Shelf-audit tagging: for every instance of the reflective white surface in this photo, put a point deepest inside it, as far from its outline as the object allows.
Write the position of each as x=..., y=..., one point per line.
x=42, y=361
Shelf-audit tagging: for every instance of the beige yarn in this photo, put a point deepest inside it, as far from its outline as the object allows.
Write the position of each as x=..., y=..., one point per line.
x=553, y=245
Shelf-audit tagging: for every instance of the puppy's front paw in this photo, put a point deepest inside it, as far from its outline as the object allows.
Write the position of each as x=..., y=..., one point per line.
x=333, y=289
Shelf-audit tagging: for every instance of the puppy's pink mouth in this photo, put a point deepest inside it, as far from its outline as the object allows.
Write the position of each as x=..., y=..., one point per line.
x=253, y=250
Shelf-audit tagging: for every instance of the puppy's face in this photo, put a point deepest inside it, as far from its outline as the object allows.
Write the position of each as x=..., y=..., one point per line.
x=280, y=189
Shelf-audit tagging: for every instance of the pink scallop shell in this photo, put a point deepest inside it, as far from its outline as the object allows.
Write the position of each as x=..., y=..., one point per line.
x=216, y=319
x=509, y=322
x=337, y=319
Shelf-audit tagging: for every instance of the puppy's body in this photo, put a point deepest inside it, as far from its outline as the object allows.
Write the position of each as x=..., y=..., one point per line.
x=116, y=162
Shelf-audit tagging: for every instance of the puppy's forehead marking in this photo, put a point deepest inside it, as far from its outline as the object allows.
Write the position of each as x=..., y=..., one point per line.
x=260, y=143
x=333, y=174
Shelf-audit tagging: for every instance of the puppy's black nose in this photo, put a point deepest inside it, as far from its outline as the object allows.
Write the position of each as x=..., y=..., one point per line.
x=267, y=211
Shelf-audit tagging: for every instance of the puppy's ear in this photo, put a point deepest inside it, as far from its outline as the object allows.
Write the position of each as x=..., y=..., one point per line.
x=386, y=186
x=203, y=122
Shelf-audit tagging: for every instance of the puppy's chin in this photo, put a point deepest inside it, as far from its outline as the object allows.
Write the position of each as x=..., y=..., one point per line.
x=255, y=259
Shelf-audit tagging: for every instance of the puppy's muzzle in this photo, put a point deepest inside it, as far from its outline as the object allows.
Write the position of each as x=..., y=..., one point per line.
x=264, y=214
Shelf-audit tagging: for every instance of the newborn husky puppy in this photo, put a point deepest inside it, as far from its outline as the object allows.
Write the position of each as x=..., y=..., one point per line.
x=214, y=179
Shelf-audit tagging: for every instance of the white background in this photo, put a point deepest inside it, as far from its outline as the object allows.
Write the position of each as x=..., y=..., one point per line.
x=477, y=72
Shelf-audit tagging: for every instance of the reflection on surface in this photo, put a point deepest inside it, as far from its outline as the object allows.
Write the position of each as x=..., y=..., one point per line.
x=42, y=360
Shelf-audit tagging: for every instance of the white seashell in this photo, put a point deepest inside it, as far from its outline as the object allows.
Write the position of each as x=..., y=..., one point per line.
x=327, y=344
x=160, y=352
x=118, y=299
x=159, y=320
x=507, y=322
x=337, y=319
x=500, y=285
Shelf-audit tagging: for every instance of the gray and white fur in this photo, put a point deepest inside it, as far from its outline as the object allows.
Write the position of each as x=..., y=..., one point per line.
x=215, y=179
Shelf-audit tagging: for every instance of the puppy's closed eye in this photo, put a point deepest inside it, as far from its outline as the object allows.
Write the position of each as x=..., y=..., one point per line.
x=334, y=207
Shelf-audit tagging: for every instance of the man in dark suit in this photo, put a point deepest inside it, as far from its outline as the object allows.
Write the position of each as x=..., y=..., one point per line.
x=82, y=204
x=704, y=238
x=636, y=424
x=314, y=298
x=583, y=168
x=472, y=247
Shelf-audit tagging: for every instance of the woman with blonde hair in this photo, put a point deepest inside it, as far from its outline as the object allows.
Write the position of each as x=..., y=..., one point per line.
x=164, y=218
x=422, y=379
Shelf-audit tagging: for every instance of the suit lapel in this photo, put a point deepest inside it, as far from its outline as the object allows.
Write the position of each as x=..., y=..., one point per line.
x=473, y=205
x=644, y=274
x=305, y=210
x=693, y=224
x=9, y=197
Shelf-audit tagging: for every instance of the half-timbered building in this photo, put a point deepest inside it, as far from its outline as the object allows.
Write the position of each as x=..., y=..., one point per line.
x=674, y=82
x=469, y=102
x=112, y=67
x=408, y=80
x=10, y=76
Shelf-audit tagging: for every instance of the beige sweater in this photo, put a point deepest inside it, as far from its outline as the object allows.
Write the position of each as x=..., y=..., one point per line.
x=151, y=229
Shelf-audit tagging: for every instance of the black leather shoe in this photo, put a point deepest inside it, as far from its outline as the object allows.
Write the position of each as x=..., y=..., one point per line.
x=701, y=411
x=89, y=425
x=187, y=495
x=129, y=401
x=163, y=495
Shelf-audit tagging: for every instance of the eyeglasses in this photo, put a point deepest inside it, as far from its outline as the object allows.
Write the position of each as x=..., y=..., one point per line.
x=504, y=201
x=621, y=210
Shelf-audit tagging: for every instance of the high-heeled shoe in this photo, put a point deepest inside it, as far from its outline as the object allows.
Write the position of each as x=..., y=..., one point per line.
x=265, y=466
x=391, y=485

◆ WHAT YOU WILL DO ◆
The word "shoe" appears in some of the lines above. Copy those lines.

◆ RESULT FOR THIS TASK ◆
Shelf-audit tagging: for every instance of the black leather shoe in this photo, put a point deepest inside it, as far from its outline as the object allows.
Shelf-audit tagging: for every instance of the high-heeled shoe in this photo, put a point deepest inside it, as far from its outline as the object allows.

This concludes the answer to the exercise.